The History of “Taking the King’s Shilling”
- Mike Smith
- Feb 10
- 3 min read

The phrase “to take the King’s shilling” (or Queen’s, depending on who’s on the throne) is one of those expressions that sounds quaint until you realise it was often the point of no return.
At its simplest, it meant enlisting in the British armed forces — most famously the Army — by accepting a small payment, traditionally a single shilling. But behind the phrase sits a tangled mix of poverty, pubs, press gangs, sharp practice, and the state’s urgent need for manpower.
This was recruitment… before recruitment was polite.
Why a Shilling?
A shilling wasn’t much, but that was rather the point.
For many labourers in the 17th–19th centuries, regular wages were unreliable at best. Taking the shilling meant:
A guaranteed meal
A roof (even if it leaked)
And the promise of pay, clothing, and purpose
Once accepted, the coin formed a binding contract. You didn’t need paperwork. You didn’t need a signature. Acceptance was consent. And the Crown was not big on refunds.

= Data in this exercise =
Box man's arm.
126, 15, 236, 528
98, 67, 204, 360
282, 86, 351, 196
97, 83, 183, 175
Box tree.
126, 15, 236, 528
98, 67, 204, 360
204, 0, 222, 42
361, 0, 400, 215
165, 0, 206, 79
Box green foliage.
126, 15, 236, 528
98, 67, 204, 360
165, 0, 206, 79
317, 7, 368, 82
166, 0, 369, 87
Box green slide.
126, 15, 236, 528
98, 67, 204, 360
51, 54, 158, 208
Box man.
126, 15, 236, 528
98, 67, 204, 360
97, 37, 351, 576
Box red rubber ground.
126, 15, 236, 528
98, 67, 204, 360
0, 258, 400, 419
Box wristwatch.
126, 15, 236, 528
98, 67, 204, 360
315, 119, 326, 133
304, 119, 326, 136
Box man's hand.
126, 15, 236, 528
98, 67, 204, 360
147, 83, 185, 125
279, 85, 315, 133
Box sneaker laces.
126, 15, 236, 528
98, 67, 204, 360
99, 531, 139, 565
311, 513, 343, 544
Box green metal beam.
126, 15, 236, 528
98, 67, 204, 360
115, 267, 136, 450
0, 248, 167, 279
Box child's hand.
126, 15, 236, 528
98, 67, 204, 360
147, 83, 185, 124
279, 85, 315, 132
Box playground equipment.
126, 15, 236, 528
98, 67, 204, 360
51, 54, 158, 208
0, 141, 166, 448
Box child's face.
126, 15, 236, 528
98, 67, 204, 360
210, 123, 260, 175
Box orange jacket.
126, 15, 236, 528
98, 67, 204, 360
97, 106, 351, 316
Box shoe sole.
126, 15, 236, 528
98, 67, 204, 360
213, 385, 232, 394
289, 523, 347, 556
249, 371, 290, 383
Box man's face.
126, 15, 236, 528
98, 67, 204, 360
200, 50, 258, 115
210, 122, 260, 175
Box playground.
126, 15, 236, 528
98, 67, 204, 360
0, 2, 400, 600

= Given problem 1 =
Reproduce the article on taking the King's shilling in full, word for word.
= Given problem 2 =
Render the records as a numbered list, starting at the line that contains "Box shoe sole." and ending at the last line of the records, both included, with blank lines omitted.
The article on taking the King's shilling has nothing to do with the records.

= Complete output 1 =
The History of “Taking the King’s Shilling”
- Mike Smith
- Feb 10
- 3 min read

The phrase “to take the King’s shilling” (or Queen’s, depending on who’s on the throne) is one of those expressions that sounds quaint until you realise it was often the point of no return.
At its simplest, it meant enlisting in the British armed forces — most famously the Army — by accepting a small payment, traditionally a single shilling. But behind the phrase sits a tangled mix of poverty, pubs, press gangs, sharp practice, and the state’s urgent need for manpower.
This was recruitment… before recruitment was polite.
Why a Shilling?
A shilling wasn’t much, but that was rather the point.
For many labourers in the 17th–19th centuries, regular wages were unreliable at best. Taking the shilling meant:
A guaranteed meal
A roof (even if it leaked)
And the promise of pay, clothing, and purpose
Once accepted, the coin formed a binding contract. You didn’t need paperwork. You didn’t need a signature. Acceptance was consent. And the Crown was not big on refunds.

= Complete output 2 =
1. Box shoe sole.
2. 126, 15, 236, 528
3. 98, 67, 204, 360
4. 213, 385, 232, 394
5. 289, 523, 347, 556
6. 249, 371, 290, 383
7. Box man's face.
8. 126, 15, 236, 528
9. 98, 67, 204, 360
10. 200, 50, 258, 115
11. 210, 122, 260, 175
12. Box playground.
13. 126, 15, 236, 528
14. 98, 67, 204, 360
15. 0, 2, 400, 600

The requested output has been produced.